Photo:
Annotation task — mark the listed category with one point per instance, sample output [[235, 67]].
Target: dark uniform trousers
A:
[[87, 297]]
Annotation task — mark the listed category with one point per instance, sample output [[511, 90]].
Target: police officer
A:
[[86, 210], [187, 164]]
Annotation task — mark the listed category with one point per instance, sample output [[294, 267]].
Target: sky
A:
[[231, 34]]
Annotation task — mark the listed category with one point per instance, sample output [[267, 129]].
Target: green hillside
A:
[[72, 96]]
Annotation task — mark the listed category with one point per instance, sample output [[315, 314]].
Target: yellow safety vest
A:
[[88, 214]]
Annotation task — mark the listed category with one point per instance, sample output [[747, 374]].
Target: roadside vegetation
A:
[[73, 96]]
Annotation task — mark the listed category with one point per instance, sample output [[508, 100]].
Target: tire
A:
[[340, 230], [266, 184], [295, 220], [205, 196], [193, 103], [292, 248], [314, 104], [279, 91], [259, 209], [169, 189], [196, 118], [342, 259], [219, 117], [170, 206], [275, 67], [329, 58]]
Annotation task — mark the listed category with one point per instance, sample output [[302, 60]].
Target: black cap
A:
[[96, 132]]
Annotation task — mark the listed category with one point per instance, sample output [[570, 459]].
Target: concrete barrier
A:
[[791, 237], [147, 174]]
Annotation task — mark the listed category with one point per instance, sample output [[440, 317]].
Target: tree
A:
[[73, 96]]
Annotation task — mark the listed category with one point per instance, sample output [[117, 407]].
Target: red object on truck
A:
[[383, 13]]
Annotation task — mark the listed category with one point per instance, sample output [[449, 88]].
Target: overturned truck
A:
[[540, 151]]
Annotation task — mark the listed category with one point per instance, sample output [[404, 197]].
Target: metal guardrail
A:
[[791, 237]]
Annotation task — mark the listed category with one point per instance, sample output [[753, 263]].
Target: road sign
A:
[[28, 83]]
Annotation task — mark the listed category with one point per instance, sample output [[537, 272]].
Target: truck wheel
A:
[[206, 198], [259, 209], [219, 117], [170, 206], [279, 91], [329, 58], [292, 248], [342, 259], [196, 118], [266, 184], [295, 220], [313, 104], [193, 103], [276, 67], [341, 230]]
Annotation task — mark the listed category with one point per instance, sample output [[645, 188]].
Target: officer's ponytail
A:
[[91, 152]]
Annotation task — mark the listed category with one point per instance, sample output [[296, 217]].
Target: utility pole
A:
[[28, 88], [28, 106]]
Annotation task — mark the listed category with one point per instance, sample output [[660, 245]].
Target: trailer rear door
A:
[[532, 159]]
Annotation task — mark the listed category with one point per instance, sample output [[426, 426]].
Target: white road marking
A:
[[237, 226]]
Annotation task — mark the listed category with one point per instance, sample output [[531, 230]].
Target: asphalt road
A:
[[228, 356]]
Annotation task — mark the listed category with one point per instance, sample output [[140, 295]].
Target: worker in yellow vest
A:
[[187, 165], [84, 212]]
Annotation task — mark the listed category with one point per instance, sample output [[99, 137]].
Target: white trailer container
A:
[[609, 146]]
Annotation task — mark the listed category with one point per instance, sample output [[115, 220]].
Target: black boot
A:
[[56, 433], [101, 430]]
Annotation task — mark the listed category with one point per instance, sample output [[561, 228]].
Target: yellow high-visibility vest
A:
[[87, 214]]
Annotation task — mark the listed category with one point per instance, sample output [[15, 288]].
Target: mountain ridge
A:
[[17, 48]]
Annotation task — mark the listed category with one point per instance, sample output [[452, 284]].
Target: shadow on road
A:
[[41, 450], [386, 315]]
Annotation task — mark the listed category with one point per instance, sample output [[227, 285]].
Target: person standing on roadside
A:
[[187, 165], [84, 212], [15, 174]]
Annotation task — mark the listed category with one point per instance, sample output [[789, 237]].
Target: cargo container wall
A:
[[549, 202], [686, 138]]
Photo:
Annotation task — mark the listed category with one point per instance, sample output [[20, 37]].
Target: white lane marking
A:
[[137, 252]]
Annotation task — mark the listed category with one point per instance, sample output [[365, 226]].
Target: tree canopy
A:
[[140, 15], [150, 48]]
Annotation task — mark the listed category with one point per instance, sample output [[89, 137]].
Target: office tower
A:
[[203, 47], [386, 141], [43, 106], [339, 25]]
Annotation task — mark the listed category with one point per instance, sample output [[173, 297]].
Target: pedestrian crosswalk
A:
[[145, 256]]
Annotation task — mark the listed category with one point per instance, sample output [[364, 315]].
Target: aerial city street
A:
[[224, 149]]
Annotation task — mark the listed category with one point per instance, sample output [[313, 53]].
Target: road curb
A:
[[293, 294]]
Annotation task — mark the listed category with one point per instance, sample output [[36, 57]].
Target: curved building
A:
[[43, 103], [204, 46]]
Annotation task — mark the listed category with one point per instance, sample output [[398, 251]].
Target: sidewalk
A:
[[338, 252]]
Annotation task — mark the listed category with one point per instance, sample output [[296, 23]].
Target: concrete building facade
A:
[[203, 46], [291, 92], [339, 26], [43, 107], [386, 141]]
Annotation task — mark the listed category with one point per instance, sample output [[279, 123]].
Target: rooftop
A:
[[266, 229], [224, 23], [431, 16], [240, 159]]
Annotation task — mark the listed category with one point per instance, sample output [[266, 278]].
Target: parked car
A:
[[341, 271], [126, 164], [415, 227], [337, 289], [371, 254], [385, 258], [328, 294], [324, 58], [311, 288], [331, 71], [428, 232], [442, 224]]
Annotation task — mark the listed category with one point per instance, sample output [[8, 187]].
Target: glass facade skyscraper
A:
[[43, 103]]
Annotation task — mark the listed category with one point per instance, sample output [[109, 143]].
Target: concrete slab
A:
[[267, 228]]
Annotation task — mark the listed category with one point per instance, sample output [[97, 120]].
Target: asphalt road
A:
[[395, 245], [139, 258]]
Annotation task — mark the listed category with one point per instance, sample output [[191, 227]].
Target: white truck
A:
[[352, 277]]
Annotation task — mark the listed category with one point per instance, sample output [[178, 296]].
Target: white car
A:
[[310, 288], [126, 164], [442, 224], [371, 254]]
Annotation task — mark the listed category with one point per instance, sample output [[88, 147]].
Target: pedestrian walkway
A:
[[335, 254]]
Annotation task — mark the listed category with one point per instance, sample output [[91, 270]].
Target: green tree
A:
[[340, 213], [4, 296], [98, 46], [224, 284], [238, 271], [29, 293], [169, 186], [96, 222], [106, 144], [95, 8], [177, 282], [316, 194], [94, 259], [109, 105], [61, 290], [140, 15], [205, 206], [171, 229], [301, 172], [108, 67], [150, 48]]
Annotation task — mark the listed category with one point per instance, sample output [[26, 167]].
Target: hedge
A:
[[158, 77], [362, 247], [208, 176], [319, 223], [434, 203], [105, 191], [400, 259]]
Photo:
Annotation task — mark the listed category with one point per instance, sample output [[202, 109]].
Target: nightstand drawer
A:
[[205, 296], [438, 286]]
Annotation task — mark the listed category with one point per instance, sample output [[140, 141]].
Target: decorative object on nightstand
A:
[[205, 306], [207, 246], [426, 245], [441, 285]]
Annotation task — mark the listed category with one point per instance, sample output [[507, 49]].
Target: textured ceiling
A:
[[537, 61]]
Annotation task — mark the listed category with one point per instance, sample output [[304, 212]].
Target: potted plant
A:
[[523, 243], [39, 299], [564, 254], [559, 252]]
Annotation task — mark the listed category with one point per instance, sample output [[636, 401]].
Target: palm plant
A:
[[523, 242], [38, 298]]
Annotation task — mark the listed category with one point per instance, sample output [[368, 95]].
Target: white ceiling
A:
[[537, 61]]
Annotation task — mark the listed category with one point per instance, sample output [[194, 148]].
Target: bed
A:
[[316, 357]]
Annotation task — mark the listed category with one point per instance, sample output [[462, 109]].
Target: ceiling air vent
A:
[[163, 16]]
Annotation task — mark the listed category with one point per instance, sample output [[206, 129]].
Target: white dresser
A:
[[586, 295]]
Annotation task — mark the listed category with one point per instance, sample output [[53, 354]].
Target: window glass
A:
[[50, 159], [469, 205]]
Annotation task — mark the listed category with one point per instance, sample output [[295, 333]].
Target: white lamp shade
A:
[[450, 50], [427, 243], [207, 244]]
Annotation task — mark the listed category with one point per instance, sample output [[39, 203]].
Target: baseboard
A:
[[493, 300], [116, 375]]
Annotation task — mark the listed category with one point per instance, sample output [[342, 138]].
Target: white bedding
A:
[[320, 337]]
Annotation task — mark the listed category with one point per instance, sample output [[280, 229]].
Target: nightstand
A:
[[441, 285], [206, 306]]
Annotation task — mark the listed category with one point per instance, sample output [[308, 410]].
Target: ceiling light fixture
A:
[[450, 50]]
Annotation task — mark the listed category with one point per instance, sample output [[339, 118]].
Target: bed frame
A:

______

**Your task**
Copy out each line in the preceding records that contains "object".

**Answer**
Target: red object on truck
Target: decorative object on nightstand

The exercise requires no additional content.